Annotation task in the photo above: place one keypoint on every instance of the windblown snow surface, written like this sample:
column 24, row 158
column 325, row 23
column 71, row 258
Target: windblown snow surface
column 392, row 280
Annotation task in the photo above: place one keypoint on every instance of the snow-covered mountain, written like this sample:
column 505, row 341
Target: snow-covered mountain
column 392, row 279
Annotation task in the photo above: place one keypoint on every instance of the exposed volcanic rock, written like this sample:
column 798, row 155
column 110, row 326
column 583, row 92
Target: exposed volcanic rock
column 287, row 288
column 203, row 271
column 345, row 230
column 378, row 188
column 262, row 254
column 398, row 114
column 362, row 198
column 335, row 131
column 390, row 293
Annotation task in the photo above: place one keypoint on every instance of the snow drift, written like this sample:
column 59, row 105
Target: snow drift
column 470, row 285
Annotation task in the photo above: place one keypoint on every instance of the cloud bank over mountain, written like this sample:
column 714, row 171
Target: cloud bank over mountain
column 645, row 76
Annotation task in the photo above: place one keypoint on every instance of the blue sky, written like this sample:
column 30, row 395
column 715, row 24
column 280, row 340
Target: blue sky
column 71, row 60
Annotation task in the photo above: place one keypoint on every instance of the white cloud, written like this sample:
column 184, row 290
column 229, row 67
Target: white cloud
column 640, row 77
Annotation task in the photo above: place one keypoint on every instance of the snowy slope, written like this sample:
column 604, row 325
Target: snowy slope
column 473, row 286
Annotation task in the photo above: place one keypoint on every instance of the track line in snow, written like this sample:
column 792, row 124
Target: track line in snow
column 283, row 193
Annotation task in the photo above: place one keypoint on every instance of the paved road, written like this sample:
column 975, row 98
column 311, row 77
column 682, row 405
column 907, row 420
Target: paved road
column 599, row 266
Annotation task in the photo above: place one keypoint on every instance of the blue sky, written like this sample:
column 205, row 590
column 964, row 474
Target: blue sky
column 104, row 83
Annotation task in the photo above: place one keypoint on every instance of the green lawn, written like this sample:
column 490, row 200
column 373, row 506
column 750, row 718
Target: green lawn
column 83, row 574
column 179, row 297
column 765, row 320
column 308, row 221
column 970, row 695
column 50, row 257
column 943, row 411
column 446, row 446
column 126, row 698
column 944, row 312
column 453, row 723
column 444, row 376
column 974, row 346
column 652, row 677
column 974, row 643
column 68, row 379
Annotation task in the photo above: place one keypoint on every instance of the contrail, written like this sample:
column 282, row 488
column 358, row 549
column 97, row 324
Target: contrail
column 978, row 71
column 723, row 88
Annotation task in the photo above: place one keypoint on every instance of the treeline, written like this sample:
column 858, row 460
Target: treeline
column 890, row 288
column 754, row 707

WORK TO BE COMPLETED: Leaving every word in place, retype all of the listing.

EXERCISE RESPONSE:
Annotation task in the photo above: place one keypoint on every instance of the windblown snow surface, written like this sample:
column 24, row 158
column 325, row 23
column 71, row 258
Target: windblown snow surface
column 392, row 280
Annotation task in the photo above: place one keypoint on every instance of the snow-covered mountain, written like this sample:
column 505, row 341
Target: snow-covered mountain
column 392, row 279
Annotation task in the photo above: place one keypoint on every instance of the exposed volcanic rock, written like this sample:
column 798, row 155
column 110, row 326
column 583, row 92
Target: exposed volcanic rock
column 287, row 288
column 203, row 271
column 345, row 230
column 378, row 188
column 262, row 254
column 398, row 114
column 362, row 198
column 335, row 131
column 390, row 293
Annotation task in the photo above: place one keypoint on every instance of the snow drift, written like this sample:
column 59, row 105
Target: snow drift
column 470, row 285
Annotation task in the photo above: place one keypoint on every instance of the cloud bank over mountain, written like this sample:
column 714, row 171
Target: cloud bank over mountain
column 645, row 76
Annotation task in the photo above: place one keypoint on every instance of the blue sky, written like this sample:
column 30, row 395
column 715, row 24
column 280, row 340
Target: blue sky
column 71, row 60
Annotation task in the photo above: place one keypoint on every instance of the white cloud, written like this sample:
column 184, row 290
column 229, row 67
Target: white cloud
column 640, row 77
Annotation task in the photo above: place one keypoint on every instance of the snowy slope, written like this sample:
column 604, row 325
Target: snowy slope
column 473, row 286
Annotation task in the photo above: place one keypoint on every instance of the track line in snow, written like this sample:
column 792, row 124
Target: track line in snow
column 283, row 193
Annotation task in the photo above: place one keypoint on every instance of the paved road, written like this sample:
column 975, row 98
column 311, row 77
column 682, row 405
column 907, row 420
Target: paved road
column 599, row 266
Annotation task in the photo above: place one keypoint on every instance of the blue sky, written like this sample:
column 205, row 590
column 964, row 474
Target: blue sky
column 104, row 83
Annotation task in the photo above: place one keypoint on every instance of the green lawn, written like this sample:
column 490, row 200
column 373, row 506
column 750, row 718
Target: green lawn
column 83, row 574
column 179, row 297
column 765, row 320
column 308, row 221
column 970, row 695
column 50, row 257
column 943, row 411
column 446, row 446
column 126, row 698
column 944, row 312
column 453, row 723
column 444, row 376
column 974, row 346
column 652, row 677
column 974, row 643
column 68, row 379
Annotation task in the photo above: place one keypoint on every instance of the contrail, written like this sample:
column 282, row 488
column 358, row 549
column 97, row 324
Target: contrail
column 978, row 71
column 723, row 88
Annotation task in the photo above: place one keypoint on every instance of the treeline, written like this sample:
column 858, row 460
Target: treeline
column 890, row 288
column 754, row 707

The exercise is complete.